*** Opening Given passage ***
As added by P.L.170-1991, SEC.15.
Supplemental administrative fund
Sec. 6. (a) The worker's compensation supplemental administrative fund is established for the purpose of carrying out the administrative purposes and functions of the worker's compensation board.
(b) The fund consists of:
(1) fees collected from employers under sections 1 through 2 of this chapter;
(2) fees collected under IC 22-3-2-14.5, IC 22-3-3-5(d), IC 22-3-7-17(g), and IC 22-3-7-34.5; and
(3) civil penalties assessed under IC 22-3-4-15, section 2.5 of this chapter, and IC 22-3-7-34.3.
*** Closing Given passage ***
*** Opening Listed records ***
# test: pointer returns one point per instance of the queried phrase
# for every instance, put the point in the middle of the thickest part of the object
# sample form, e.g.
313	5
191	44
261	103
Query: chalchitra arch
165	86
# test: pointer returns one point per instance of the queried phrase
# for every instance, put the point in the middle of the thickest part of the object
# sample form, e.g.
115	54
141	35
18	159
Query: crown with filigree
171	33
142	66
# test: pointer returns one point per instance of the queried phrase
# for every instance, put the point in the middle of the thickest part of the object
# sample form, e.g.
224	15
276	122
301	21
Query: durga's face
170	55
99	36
*** Closing Listed records ***
*** Opening Listed records ***
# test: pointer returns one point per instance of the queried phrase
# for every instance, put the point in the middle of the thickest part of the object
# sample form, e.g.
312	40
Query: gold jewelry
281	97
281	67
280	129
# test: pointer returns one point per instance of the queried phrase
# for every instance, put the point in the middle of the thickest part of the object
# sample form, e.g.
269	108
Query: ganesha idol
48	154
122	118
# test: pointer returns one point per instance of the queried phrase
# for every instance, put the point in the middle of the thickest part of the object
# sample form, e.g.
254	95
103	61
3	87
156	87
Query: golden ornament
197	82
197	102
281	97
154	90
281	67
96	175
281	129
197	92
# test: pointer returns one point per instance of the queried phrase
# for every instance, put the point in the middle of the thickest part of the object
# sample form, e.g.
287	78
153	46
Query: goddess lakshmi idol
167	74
*** Closing Listed records ***
# [What you will do]
Extend the statute text on the supplemental administrative fund, picking up after its last line.

# [Response to the task]
(c) The fund shall be administered by the worker's compensation board. Money in the fund is annually appropriated to the worker's compensation board and shall be used for all expenses incurred by the worker's compensation board.
(d) The money in the fund is not to be used to replace funds otherwise appropriated to the board. Money in the fund at the end of the state fiscal year does not revert to the state general fund.